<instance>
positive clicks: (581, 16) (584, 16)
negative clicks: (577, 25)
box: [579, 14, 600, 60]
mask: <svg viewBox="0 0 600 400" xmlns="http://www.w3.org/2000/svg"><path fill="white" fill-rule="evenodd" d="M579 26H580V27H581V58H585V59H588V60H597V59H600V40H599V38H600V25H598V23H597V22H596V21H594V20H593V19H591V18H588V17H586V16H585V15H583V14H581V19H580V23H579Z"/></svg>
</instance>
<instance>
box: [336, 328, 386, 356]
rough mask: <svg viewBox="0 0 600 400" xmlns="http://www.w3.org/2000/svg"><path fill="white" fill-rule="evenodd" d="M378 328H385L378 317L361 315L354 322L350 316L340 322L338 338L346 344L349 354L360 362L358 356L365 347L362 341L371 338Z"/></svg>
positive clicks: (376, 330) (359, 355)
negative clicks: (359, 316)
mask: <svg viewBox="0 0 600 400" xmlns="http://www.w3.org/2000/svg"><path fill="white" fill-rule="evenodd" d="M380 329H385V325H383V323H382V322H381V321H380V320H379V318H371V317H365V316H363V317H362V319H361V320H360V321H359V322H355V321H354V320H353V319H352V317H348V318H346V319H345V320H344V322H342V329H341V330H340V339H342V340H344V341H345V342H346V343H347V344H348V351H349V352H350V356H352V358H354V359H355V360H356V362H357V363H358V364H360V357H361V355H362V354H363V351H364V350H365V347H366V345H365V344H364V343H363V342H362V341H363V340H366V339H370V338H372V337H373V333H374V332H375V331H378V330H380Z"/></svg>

### AIM OF THE TASK
Please reproduce the listing above with every occurrence of "negative clicks" swapped for "background clicks", leaving everything else unchanged.

### RESPONSE
<instance>
positive clicks: (581, 16) (584, 16)
background clicks: (577, 25)
box: [579, 14, 600, 60]
mask: <svg viewBox="0 0 600 400" xmlns="http://www.w3.org/2000/svg"><path fill="white" fill-rule="evenodd" d="M579 26H580V27H581V58H585V59H588V60H597V59H600V40H599V38H600V25H598V23H597V22H596V21H594V20H593V19H591V18H588V17H586V16H585V15H583V14H581V19H580V23H579Z"/></svg>
</instance>
<instance>
box: [336, 328, 386, 356]
rough mask: <svg viewBox="0 0 600 400" xmlns="http://www.w3.org/2000/svg"><path fill="white" fill-rule="evenodd" d="M378 328H385L378 317L361 315L354 322L350 316L340 322L338 338L346 344L349 354L360 362L358 356L365 347L362 341L371 338Z"/></svg>
positive clicks: (376, 330) (359, 355)
background clicks: (359, 316)
mask: <svg viewBox="0 0 600 400" xmlns="http://www.w3.org/2000/svg"><path fill="white" fill-rule="evenodd" d="M380 329H385V325H383V323H382V322H381V321H380V320H379V318H371V317H365V316H363V317H362V319H361V320H360V321H359V322H355V321H354V320H353V319H352V317H348V318H346V319H345V320H344V322H342V329H341V330H340V339H342V340H344V341H345V342H346V343H347V344H348V351H349V352H350V356H352V358H354V359H355V360H356V362H357V363H358V364H360V357H361V355H362V354H363V351H364V350H365V347H366V345H365V344H364V343H363V342H362V341H363V340H366V339H370V338H372V337H373V333H374V332H375V331H378V330H380Z"/></svg>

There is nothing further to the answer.